* Document
###

Ryssdal: So now let me get to the gears behind this, because you also talk about an online marketplace called Faire. And I want you to No. 1, explain what it is, and No. 2, explain how it applies to these sorts of brands and goods showing up in these boutiquey coffee shops in Brooklyn.
Sundberg: So Faire is a wholesale marketplace. So traditionally, if you were a store and you wanted to fill your store with interesting brands, you’d spend money to go to a trade show, meet vendors, form relationships with them and a few months later get their stuff in your store. But Faire, which was started a few years ago — it’s now considered a decacorn, I think they were recently valued at something like $12 billion — is essentially like the Amazon of wholesale. So you can just go on as a store, find these hot brands that you see online and place a bulk order for them. And they carry brands of all different sizes. So maybe you’re a coffee shop that wants to carry the same stuff that Whole Foods has, but you don’t need to have a direct relationship with that brand anymore. You can just go on Faire and have it done extremely quickly and efficiently. And yeah, that was sort of like the Oz behind the curtain of how all of these brands are having the same retail setup.
Ryssdal: And that’s great, right? Because you want small businesses to have the same opportunity to get products as Whole Foods. But it does kind of give lie to the whole, “Oh, this is just a tiny little sort of boutiquey thing going on here.”
Sundberg: Yeah, and I think most people, if they spend the time to look into the brands that they’re purchasing from, most of these fundraising records are public. And again, I’m not bashing fundraising, I just think that putting your products next to actual small businesses can be a little bit confusing for the consumer. And then the other side of this is just the rise of this new general store, and how all specialty stores look the same now, so none of them are actually really that special.

###

* Job
Reproduce the interview word for word, from "Ryssdal: So now" to "shops in Brooklyn.".

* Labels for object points
###

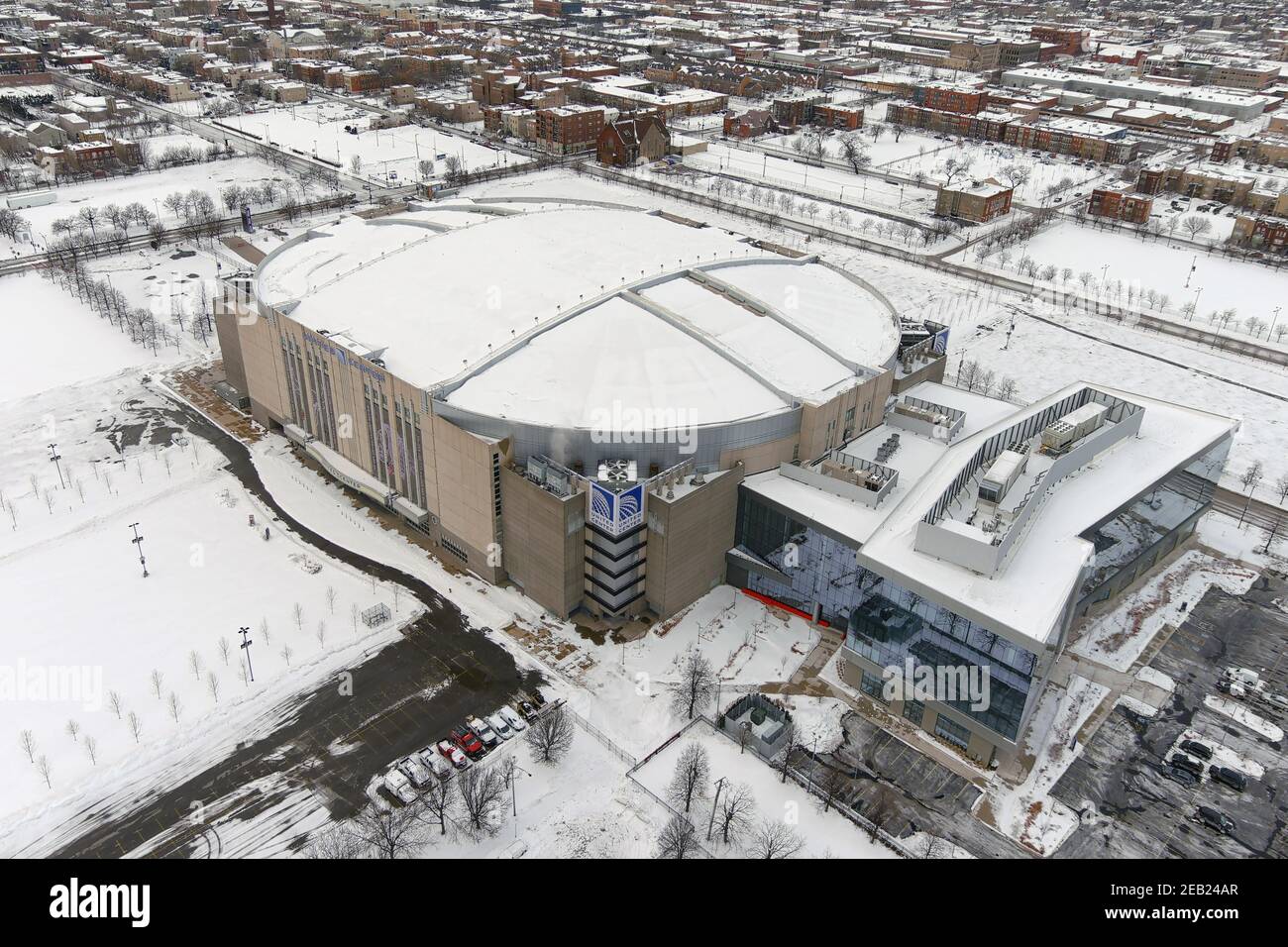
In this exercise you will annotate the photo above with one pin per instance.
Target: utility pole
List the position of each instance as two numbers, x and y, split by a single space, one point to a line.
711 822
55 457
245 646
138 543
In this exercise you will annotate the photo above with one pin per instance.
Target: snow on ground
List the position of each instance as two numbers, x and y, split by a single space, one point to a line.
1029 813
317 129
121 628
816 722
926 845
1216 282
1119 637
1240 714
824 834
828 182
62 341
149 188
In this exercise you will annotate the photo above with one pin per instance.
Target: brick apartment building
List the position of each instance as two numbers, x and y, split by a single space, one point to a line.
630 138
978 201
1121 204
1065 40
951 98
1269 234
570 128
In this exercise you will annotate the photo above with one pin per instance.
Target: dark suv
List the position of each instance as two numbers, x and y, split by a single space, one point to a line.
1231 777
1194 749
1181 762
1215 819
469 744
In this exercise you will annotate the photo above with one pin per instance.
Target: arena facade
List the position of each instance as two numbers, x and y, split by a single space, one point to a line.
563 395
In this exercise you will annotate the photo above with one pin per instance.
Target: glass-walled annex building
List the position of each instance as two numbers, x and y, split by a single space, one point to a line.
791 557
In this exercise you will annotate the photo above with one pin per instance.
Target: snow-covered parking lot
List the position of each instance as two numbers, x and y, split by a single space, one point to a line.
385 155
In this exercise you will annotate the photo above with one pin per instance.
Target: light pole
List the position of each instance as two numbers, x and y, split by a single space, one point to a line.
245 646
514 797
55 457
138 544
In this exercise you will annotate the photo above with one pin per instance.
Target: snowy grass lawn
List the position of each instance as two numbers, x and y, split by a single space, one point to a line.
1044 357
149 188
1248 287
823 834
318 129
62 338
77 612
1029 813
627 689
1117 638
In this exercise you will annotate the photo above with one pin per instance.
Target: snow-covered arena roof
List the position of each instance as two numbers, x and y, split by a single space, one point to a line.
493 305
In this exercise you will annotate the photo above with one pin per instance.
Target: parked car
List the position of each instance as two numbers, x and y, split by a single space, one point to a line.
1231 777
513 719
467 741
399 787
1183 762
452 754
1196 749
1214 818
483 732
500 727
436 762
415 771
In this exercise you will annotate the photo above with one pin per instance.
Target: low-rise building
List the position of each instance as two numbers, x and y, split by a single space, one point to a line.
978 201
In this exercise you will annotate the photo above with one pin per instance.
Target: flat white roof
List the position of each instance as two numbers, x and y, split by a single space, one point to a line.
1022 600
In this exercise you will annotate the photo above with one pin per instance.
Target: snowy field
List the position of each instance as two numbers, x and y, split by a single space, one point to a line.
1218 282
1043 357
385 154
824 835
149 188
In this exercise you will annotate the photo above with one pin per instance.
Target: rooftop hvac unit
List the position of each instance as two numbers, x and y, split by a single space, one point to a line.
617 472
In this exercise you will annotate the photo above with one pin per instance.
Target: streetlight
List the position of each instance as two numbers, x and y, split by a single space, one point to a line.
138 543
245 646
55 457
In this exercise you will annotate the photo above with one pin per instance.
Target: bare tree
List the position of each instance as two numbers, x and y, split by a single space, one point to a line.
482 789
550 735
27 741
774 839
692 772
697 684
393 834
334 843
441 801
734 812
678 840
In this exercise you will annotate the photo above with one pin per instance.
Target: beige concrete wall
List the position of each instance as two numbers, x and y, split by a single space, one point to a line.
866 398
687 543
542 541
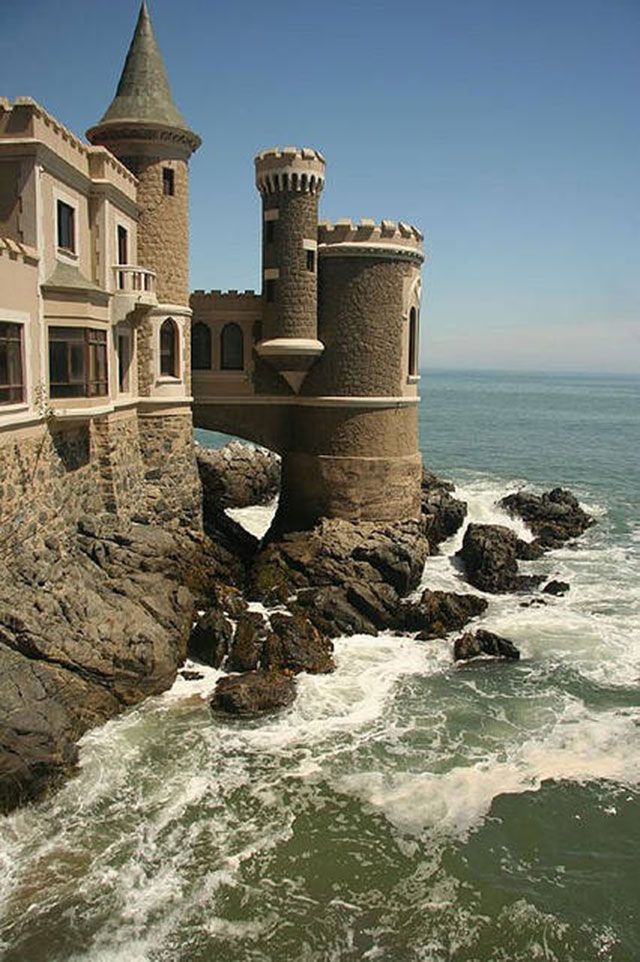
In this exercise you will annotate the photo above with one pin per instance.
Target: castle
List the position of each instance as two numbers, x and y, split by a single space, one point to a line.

###

* Problem solution
Ryssdal: So now let me get to the gears behind this, because you also talk about an online marketplace called Faire. And I want you to No. 1, explain what it is, and No. 2, explain how it applies to these sorts of brands and goods showing up in these boutiquey coffee shops in Brooklyn.